=== TASK DIRECTIONS ===
Rescale the data from the line containing "Put a dot on each instance of the forest" through the end, reproducing every line with the requests unchanged and each coordinate in the answers multiplied by 1.45 and rounded to a whole number, halves rounded up. Return only those lines.

=== Excerpts from a location annotation dataset ===
○ ○ ○ ○ ○

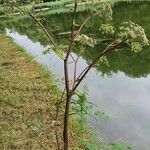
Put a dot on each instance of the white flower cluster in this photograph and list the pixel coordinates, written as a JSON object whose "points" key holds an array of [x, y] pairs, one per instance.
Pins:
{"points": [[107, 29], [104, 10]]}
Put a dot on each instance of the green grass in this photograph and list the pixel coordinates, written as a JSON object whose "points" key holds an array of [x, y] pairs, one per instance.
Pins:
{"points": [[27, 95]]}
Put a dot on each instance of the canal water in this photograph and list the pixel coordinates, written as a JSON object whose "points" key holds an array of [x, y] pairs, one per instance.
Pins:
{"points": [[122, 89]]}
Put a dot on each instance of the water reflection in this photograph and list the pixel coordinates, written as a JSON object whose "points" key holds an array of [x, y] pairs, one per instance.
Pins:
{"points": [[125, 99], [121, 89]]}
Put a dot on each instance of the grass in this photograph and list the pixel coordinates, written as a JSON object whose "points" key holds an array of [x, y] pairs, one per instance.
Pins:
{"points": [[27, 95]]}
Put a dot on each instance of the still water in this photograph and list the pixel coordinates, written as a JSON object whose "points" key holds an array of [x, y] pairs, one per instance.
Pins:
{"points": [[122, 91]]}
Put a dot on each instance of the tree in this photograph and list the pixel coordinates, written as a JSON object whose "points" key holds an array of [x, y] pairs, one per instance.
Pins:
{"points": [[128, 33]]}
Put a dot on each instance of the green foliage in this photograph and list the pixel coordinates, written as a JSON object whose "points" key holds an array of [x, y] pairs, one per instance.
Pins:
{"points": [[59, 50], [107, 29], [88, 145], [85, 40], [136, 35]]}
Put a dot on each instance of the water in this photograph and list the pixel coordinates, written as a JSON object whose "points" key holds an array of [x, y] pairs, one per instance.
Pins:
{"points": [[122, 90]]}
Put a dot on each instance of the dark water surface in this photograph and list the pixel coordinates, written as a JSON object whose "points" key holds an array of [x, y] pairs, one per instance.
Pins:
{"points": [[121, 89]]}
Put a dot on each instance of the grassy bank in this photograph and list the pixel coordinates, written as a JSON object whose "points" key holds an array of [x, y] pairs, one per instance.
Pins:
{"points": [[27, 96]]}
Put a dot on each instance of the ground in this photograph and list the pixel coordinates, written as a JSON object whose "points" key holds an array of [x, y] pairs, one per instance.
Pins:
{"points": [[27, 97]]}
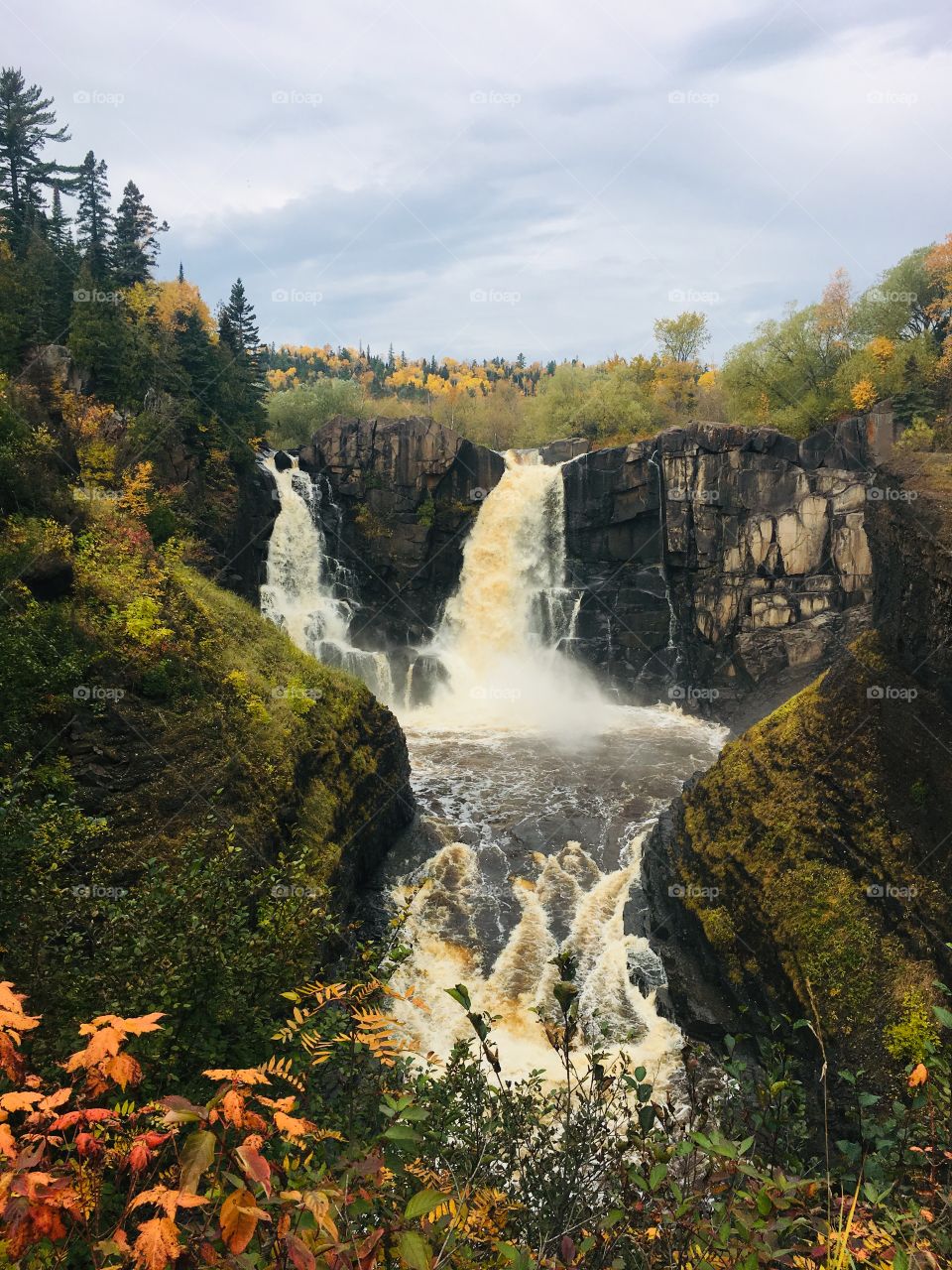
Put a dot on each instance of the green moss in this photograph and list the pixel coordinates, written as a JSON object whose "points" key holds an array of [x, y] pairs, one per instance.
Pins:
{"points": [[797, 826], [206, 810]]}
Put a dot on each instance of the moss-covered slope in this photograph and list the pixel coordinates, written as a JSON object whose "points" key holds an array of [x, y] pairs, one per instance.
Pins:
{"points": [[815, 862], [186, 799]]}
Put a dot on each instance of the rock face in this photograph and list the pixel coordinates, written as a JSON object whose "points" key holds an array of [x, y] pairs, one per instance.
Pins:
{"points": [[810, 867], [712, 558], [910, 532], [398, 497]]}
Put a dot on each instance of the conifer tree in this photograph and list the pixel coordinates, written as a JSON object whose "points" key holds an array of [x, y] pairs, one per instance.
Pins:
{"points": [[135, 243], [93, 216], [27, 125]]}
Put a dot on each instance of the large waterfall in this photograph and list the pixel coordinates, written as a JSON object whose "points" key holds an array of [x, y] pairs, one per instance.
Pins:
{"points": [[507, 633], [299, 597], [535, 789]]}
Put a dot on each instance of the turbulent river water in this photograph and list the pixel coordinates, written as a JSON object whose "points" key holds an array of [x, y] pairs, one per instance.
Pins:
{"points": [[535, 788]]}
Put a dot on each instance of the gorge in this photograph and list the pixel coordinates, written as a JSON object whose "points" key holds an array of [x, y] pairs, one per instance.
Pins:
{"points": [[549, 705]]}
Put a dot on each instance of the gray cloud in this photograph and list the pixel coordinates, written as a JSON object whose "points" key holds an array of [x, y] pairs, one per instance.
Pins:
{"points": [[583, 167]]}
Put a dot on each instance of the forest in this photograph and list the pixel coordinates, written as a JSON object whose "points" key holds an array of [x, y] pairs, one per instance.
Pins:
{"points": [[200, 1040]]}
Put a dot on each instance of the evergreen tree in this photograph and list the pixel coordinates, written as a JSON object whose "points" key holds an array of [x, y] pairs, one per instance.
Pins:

○ ○ ○ ○ ○

=== OUTPUT FOR THIS EXERCISE ===
Put a dot on each instance of the forest in this photograph and list the pixel coordinates, written as a JSON object whose "points" key holds an array of [x, y] pairs, one per instance.
Pins:
{"points": [[290, 1508]]}
Put a dot on each instance of the evergreen tree in this photograph and list the pixel coordinates, written as a JSON object whose "points" key holds an array of [x, y] pairs, one per instance.
Pins:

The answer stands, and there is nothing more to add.